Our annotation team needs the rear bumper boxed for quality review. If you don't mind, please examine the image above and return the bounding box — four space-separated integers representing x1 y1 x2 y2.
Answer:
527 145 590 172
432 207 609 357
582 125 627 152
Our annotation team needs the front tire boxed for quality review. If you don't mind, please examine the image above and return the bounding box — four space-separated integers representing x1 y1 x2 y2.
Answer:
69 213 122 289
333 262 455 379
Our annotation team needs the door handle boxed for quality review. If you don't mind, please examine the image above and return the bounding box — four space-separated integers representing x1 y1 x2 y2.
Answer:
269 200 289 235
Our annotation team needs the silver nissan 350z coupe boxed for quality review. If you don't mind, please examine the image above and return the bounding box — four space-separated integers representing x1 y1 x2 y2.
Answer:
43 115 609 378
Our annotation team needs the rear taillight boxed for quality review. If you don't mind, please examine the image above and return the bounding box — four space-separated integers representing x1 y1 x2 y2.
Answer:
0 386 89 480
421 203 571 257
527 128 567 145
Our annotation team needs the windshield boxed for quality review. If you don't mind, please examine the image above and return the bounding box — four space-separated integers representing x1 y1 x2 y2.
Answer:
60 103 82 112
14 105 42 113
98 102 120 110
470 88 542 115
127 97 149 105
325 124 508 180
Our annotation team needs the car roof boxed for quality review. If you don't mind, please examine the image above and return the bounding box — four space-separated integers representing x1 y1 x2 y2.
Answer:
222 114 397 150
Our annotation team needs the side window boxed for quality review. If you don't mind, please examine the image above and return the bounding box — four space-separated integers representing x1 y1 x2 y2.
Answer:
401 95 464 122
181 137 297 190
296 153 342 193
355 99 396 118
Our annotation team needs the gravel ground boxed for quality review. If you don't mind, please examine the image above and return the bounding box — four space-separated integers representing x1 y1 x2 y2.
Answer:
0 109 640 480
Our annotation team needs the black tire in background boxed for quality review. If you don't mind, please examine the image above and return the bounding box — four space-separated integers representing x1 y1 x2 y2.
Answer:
※ ※ ※
» WHAT IS EXPECTED:
Could you revise the lines beginning at the one that has "Our annotation team needs the windshield" and stopping after the one that has "222 114 397 150", changing "car roof" to "vehicle roof" and leaving everything else unchanged? Return only those lines.

» RESPONSE TO THE EXERCISE:
Our annotation team needs the windshield boxed for quality review. If you don't mind, please examine the image above and return the bounding box — four space-separated integers representing x1 y1 x2 y2.
Answer:
60 103 82 112
14 105 42 113
98 102 120 110
470 88 542 115
127 97 149 105
325 124 508 180
Our annotation team needs the vehicle roof boxed for quality review. If you don't mind, please examine the image above and return the bounding box — four space-separated integers representing x1 y1 x2 y2.
Answer:
222 114 397 150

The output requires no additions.